Extract:
···
The following example illustrates the three ways to feed nodeset:
$ nodeset -f node1 node6 node7
node[1,6-7]
$ echo node1 node6 node7 | nodeset -f
node[1,6-7]
$ echo node1 node6 node7 | nodeset -f node0 -
node[0-1,6-7]
Furthermore, nodeset's standard input reader is able to process multiple lines and multiple node sets or groups per line. The following example shows a simple use case:
$ mount -t nfs | cut -d':' -f1
nfsserv1
nfsserv2
nfsserv3
$ mount -t nfs | cut -d':' -f1 | nodeset -f
nfsserv[1-3]
Other usage examples of nodeset below show how it can be useful to provide node sets from standard input (sinfo is a SLURM [1] command to view nodes and partitions information and sacct is a command to display SLURM accounting data):
$ sinfo -p cuda -o '%N' -h
node[156-159]
$ sinfo -p cuda -o '%N' -h | nodeset -e
node156 node157 node158 node159
$ for node in $(sinfo -p cuda -o '%N' -h | nodeset -e); do
sacct -a -N $node > /tmp/cudajobs.$node;
done
Previous rules also apply when working with node groups, for example when
using nodeset -r
reading from standard input (and a matching group is
found):
$ nodeset -f @gpu
node[156-159]
$ sinfo -p cuda -o '%N' -h | nodeset -r
@gpu
Most commands described in this section produce output results that may be
formatted using --output-format
and --separator
which are described in
Output result formatting.
Commands with no input¶
The following table shows all other commands that are supported by nodeset. These commands don't support any input (like node sets), but can still recognize options as specified below.
Command w/o input | Description |
---|---|
-l, --list |
List node groups from selected group source as
specified with -s or --groupsource . If
not specified, node groups from the default group
source are listed (see groups configuration for default group source
configuration). |
--groupsources |
List all configured group sources, one per line,
as configured in groups.conf (see
groups configuration).
···
Raw data:

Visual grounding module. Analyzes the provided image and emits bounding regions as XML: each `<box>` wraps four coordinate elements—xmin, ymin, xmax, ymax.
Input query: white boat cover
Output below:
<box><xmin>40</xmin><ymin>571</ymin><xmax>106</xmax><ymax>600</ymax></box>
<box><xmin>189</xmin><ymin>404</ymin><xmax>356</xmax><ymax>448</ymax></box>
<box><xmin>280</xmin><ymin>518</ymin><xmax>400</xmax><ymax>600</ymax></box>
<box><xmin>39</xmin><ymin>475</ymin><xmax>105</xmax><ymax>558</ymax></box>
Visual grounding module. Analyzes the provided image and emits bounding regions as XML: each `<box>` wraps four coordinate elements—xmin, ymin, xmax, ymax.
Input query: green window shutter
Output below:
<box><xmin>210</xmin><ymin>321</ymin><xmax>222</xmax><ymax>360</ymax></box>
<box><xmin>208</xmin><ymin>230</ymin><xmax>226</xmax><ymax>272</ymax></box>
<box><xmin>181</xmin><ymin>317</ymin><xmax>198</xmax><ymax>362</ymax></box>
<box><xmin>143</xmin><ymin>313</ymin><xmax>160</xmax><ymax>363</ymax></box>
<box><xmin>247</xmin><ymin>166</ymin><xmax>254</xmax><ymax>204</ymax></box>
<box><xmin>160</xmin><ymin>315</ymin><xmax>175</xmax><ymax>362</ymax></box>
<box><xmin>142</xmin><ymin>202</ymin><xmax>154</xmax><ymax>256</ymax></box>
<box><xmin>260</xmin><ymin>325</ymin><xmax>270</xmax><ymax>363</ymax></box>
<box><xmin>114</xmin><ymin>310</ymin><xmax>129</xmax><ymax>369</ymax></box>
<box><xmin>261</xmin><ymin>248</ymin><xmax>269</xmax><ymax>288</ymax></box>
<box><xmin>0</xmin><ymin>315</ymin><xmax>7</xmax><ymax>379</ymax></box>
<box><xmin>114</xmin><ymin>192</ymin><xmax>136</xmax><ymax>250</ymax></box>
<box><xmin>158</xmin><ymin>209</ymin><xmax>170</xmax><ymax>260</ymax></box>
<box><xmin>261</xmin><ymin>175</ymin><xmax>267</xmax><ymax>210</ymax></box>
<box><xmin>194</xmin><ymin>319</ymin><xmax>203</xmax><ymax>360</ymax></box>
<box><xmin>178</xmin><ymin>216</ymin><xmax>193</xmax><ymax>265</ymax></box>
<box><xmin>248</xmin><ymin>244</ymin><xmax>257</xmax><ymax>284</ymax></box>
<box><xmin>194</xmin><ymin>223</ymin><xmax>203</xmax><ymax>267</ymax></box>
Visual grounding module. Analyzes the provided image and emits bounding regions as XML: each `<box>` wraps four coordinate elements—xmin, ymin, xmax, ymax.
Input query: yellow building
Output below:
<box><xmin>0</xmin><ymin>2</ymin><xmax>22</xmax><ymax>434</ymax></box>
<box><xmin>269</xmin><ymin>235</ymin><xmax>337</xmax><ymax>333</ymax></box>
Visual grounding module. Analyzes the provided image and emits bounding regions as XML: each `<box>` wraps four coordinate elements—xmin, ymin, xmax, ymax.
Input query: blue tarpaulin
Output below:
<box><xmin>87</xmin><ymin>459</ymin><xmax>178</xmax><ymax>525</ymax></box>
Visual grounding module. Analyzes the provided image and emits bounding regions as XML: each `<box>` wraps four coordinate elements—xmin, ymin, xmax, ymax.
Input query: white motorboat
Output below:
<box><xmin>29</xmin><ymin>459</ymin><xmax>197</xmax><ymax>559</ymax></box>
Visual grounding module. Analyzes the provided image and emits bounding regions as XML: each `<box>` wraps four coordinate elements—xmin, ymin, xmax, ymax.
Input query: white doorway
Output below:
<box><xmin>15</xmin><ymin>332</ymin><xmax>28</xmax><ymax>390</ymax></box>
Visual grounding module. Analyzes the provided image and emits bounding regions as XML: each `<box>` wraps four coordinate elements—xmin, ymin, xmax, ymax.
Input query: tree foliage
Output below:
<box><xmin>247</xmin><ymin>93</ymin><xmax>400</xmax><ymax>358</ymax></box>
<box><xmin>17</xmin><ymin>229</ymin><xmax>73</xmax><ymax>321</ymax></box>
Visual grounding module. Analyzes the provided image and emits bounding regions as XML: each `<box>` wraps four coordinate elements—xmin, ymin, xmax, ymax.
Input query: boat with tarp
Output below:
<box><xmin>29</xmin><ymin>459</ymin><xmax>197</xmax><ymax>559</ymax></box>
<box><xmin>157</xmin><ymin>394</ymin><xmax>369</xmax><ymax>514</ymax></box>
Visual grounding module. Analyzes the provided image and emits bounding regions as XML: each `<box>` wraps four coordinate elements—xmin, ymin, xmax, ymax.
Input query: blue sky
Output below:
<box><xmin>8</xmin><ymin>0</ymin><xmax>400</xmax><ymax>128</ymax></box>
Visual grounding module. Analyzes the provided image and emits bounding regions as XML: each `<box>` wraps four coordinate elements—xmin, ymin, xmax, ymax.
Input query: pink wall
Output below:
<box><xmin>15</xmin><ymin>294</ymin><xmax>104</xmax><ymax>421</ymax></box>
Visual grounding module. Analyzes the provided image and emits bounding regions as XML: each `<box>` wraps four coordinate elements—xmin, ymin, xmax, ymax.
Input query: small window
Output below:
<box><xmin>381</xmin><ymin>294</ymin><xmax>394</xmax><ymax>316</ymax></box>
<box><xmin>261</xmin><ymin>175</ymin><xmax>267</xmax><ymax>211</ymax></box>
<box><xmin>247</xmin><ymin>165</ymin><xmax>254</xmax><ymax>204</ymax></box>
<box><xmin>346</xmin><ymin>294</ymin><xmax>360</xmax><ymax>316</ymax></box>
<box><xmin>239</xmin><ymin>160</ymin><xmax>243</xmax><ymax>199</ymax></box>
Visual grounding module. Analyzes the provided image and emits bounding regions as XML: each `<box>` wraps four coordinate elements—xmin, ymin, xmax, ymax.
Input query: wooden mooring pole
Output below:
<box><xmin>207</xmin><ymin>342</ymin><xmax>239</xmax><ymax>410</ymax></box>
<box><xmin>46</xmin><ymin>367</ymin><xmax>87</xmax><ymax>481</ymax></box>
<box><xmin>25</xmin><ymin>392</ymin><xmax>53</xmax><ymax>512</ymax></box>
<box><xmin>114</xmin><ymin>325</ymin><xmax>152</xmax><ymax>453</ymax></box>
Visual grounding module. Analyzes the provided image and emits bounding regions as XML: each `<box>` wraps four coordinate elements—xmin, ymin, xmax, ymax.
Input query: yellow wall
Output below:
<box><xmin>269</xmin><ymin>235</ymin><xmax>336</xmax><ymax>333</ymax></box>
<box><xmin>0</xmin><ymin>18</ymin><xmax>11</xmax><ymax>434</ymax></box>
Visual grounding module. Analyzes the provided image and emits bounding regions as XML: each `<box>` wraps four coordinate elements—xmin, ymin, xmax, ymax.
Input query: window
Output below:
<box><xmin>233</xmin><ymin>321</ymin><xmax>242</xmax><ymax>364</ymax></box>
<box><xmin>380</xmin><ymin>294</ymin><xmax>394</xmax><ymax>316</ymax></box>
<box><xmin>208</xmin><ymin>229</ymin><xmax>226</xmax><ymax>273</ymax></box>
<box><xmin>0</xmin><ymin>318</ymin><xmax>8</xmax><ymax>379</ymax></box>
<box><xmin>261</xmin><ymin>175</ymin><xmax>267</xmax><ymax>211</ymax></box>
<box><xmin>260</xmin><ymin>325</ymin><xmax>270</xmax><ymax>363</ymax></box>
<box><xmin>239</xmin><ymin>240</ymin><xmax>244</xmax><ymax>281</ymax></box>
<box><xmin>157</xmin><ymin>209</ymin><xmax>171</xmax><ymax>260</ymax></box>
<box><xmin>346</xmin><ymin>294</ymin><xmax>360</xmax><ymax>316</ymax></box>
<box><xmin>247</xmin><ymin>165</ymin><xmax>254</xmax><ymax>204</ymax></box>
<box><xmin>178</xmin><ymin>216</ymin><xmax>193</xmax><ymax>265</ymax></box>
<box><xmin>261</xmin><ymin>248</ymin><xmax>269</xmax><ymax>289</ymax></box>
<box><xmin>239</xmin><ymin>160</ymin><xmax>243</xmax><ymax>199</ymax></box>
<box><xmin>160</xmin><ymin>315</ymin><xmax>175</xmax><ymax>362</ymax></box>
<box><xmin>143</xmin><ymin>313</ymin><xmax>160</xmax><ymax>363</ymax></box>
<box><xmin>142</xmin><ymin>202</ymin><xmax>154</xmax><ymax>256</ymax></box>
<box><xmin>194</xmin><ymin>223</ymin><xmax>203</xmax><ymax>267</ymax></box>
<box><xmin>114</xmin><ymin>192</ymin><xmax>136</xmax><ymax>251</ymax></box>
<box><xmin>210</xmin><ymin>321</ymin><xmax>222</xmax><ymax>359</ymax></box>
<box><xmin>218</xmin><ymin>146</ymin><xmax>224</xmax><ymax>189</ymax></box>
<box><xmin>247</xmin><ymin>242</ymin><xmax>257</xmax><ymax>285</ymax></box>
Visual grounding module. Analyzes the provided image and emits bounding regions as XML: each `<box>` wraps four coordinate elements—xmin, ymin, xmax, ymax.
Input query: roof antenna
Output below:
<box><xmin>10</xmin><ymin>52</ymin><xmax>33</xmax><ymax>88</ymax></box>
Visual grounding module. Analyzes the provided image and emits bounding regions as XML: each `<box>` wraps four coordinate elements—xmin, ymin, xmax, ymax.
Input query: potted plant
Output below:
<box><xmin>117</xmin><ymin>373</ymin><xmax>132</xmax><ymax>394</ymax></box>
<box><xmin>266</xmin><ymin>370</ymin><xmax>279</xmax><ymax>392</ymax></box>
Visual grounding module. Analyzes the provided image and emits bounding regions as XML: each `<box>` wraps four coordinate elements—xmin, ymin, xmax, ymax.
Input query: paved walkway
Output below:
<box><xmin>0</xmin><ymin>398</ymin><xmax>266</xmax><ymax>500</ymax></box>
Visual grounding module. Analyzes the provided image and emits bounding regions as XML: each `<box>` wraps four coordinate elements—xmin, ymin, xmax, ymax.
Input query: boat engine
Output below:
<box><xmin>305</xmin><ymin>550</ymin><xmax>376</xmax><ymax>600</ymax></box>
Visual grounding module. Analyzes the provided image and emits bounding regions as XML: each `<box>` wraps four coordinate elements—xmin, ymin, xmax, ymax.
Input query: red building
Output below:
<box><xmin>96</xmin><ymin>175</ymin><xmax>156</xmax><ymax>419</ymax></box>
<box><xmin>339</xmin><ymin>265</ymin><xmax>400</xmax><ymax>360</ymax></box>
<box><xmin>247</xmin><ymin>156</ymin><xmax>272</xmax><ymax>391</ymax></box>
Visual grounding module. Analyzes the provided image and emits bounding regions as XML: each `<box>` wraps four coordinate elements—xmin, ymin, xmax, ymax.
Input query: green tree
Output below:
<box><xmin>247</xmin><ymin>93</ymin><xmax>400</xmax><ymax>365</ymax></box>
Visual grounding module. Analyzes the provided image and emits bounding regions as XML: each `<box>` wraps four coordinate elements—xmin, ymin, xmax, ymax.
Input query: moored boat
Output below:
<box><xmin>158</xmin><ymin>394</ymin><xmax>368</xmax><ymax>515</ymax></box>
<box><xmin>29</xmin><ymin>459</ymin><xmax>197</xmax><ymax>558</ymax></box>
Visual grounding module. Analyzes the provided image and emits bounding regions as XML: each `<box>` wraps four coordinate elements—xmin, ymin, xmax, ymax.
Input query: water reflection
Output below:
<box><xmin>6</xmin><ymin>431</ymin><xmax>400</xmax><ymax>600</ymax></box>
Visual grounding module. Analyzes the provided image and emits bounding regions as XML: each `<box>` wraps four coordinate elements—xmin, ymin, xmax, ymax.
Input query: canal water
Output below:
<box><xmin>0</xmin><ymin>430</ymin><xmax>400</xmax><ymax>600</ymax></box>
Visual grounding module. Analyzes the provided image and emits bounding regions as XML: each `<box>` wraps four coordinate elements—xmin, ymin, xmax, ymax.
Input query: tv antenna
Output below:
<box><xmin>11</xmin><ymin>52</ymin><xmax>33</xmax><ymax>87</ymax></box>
···
Work to do:
**A.** In the nodeset extract, what is sacct described as?
**B.** Write what comes next in the nodeset extract, picking up after its final sentence.

In response:
**A.** A command to display SLURM accounting data.

**B.**
The default group source is appended with
`` (default)``, unless the -q , --quiet
option is specified. This command is mainly here to
avoid reading any configuration files, or to check
if all work fine when configuring group sources. |
Output result formatting¶
When using the expand command (-e, --expand
), a separator string is used
when displaying results. The option -S
, --separator
allows you to
modify it. The specified string is interpreted, so that you can use special
characters as separator, like \n
or \t
. The default separator is the
space character " ". This is an example showing such separator string
change:
$ nodeset -e --separator='\n' node[0-3]
node0
node1
node2
node3
The -O, --output-format
option can be used to format output results of
most nodeset commands. The string passed to this option is used as a base
format pattern applied to each node or each result (depending on the command
and other options requested). The default format string is "%s". Formatting
is performed using the Python builtin string formatting operator, so you must
use one format operator of the right type (%s is guaranteed to work in all
cases). Here is an output formatting example when using the expand command:
$ nodeset --output-format='%s-ipmi' -e node[1-2]x[1-2]
node1x1-ipmi node1x2-ipmi node2x1-ipmi node2x2-ipmi
Output formatting and separator combined can be useful when using the expand command, as shown here:
$ nodeset -O '%s-ipmi' -S '\n' -e node[1-2]x[1-2]
node1x1-ipmi
node1x2-ipmi
node2x1-ipmi
node2x2-ipmi
When using the output formatting option along with the folding command, the format is applied to each node but the result is still folded:
$ nodeset -O '%s-ipmi' -f mgmt1 mgmt2 login[1-4]
login[1-4]-ipmi,mgmt[1-2]-ipmi
Stepping and auto-stepping¶
The nodeset command, as does the clush command, is able to recognize by default a factorized notation for range sets of the form a-b/c, indicating a list of integers starting from a, less than or equal to b with the increment (step) c.
For example, the 0-6/2 format indicates a range of 0-6 stepped by 2; that is 0,2,4,6:
$ nodeset -e node[0-6/2]
node0 node2 node4 node6
However, by default, nodeset never uses this stepping notation in output
results, as other cluster tools seldom if ever support this feature. Thus, to
enable such factorized output in nodeset, you must specify
--autostep=AUTOSTEP
to set an auto step threshold number when folding
nodesets (ie. when using -f
or -r
). This threshold number
(AUTOSTEP) is the minimum occurrence of equally-spaced integers needed to
enable auto-stepping.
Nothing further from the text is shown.